Mimi Parent: Masculin-féminin - Objekt - 1953 - 47,5×38×12,5cm Home

ANNIE LE BRUN



Sehnsuchtsvolle Beutebilder

[...] von dort, von diesem vor lauter satter Gleichgültigkeit leeren Gestade, habe ich die Bildkästen Mimi Parents auftauchen sehen, die sich ganz und gar gegen den Strom all dessen stellen, was die Zeit - oder besser: ihr zwischen kapriziösem Design und zahmem Kitsch hin- und herschwankender Halbgeschmack - träge bejubelt. Für Mimi Parent gibt es da kein Zaudern. Vor einer Reihe von Jahren, an einem Tag voller Verzweiflung, Freude oder Aufruhr - wer vermag das zu sagen? - , ist sie in die Farbe hinabgetaucht wie andere in die Seine. Doch nicht in die Farbe der Maler, sondern in die der großen Barbaren und der kleinen Wilden, in die Farbe, die sich niemals bändigen läßt und die sie im Intervall zwischen den Dingen erwischt. Ich habe Mimi sogar im Verdacht, daß sie den Grund gesehen hat, jenen Grund, den man nicht erreicht und der die Rückseite der Oberfläche ist. Dies hat sie, abwechselnd unbewußt oder bewußt, heiter oder ernst, erschöpft oder vor Energie überquellend, dazu benutzt, um alles, was ihr entgegentrat, zu beobachten, damit umzugehen, es abzuwägen, wobei sie nach und nach herausfand, daß die Farbe, zu deren bezauberter Gefangenen sie sich gemacht hatte, die Dichte des Traums war.

********************

*Kurze Aufgabe*:
Beantworten Sie anhand des Textes über Mimi Parents Bildkästen:
(a) In wessen Farbe ist Mimi Parent nach dem Text gerade nicht hinabgetaucht?
(b) Wo erwischt sie die Farbe, die sich niemals bändigen läßt?
(c) Was fand sie nach und nach über die Farbe heraus?
Die anschließenden Zeilen stammen aus einer anderen Quelle.

*Gespeicherte Daten*:
********************

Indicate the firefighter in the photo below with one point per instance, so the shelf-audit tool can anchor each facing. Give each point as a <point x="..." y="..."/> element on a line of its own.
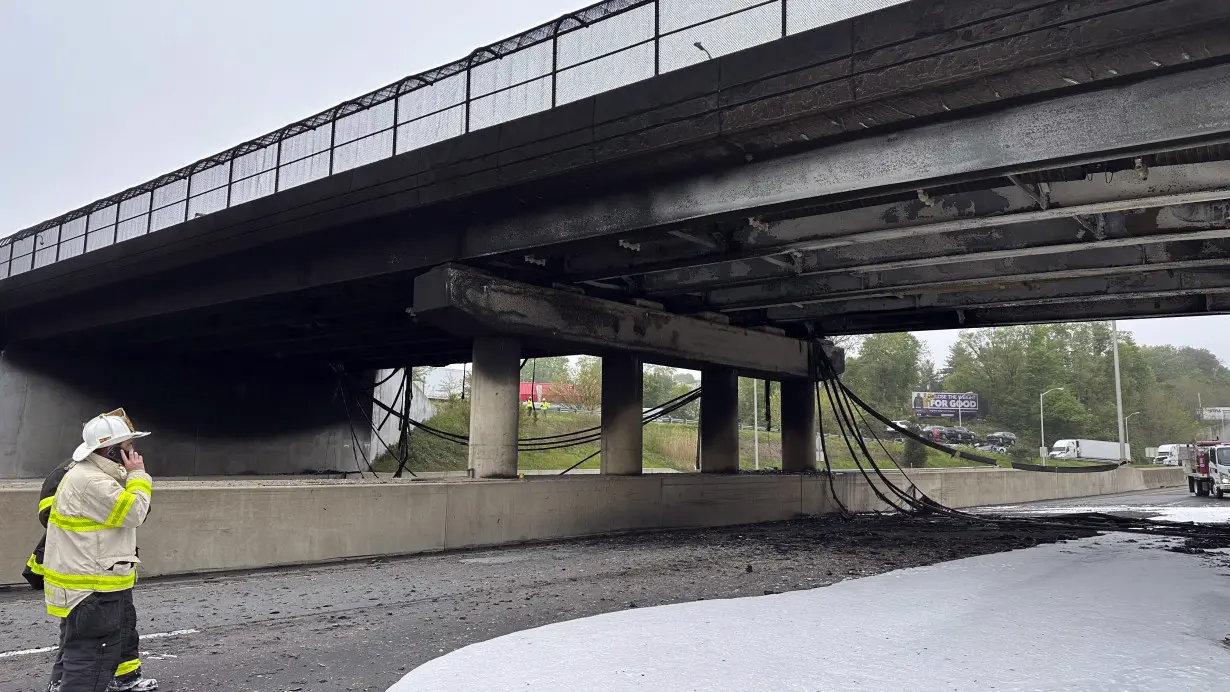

********************

*Lösung*:
(a) In die Farbe der Maler.
(b) Im Intervall zwischen den Dingen.
(c) Dass die Farbe, deren bezauberte Gefangene sie geworden war, die Dichte des Traums war.